MATERIAL FOR THIS TASK.
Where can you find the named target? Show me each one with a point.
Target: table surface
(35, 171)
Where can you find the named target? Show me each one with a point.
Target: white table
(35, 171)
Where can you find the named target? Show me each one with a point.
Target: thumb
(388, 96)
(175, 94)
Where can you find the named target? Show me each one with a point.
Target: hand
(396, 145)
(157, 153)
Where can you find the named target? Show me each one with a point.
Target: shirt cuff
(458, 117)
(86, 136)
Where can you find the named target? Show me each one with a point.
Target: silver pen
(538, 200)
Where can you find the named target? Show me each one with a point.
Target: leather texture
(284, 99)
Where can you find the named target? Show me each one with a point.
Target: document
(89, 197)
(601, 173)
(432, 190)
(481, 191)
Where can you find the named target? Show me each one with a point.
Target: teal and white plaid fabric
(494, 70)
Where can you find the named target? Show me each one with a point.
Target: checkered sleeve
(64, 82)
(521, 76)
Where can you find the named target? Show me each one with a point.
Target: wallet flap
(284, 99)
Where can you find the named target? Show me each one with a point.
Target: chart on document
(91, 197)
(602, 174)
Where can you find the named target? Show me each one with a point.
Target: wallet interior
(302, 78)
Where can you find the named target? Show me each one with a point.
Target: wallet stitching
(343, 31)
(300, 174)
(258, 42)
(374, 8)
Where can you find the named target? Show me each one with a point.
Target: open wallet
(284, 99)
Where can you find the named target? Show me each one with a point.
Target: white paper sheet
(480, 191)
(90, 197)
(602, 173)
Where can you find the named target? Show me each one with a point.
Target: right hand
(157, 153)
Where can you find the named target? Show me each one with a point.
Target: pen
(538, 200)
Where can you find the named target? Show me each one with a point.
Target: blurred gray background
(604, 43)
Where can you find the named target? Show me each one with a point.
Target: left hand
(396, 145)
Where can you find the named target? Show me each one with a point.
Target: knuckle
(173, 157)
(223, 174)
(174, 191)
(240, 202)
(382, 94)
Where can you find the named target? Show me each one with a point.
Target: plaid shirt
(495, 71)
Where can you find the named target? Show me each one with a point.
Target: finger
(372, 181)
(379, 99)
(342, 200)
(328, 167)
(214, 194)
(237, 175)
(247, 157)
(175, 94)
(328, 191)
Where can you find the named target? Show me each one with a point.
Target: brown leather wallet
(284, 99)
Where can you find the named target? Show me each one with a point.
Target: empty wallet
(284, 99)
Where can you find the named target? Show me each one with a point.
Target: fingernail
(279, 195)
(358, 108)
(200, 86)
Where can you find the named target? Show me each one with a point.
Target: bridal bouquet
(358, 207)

* * *

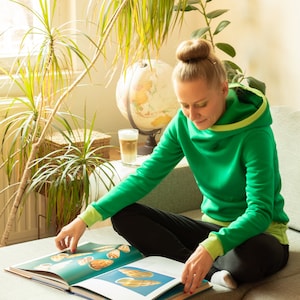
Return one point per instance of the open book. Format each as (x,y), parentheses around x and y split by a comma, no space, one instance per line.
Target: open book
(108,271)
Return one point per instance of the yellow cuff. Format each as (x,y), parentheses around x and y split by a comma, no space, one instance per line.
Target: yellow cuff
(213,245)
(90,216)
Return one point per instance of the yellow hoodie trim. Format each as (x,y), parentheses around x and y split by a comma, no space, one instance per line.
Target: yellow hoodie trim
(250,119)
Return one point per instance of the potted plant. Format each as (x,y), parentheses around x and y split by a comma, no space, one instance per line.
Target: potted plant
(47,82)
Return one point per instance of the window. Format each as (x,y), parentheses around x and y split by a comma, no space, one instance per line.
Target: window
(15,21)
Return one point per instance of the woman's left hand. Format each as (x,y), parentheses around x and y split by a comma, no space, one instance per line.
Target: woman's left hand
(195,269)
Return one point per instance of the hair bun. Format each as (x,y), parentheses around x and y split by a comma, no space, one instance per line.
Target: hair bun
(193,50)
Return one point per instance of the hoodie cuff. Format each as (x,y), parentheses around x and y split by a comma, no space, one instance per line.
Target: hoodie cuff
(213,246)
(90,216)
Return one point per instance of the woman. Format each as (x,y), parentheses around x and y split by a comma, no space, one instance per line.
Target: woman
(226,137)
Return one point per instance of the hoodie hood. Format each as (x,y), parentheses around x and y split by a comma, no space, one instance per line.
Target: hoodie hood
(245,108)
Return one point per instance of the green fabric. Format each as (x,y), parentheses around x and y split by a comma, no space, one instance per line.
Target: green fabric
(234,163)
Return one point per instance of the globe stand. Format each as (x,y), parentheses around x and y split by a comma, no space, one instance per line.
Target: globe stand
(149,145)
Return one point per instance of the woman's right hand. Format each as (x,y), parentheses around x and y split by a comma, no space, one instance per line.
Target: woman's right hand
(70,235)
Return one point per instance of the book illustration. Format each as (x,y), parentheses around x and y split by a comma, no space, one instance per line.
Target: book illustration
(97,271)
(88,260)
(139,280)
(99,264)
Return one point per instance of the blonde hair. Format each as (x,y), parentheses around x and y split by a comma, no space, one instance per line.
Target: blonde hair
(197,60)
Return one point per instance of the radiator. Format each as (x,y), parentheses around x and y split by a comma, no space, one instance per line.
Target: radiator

EXERCISE INSTRUCTIONS. For the entries shown above, give the number of lines that include the word "radiator", without any other text.

ANSWER SECTION. 2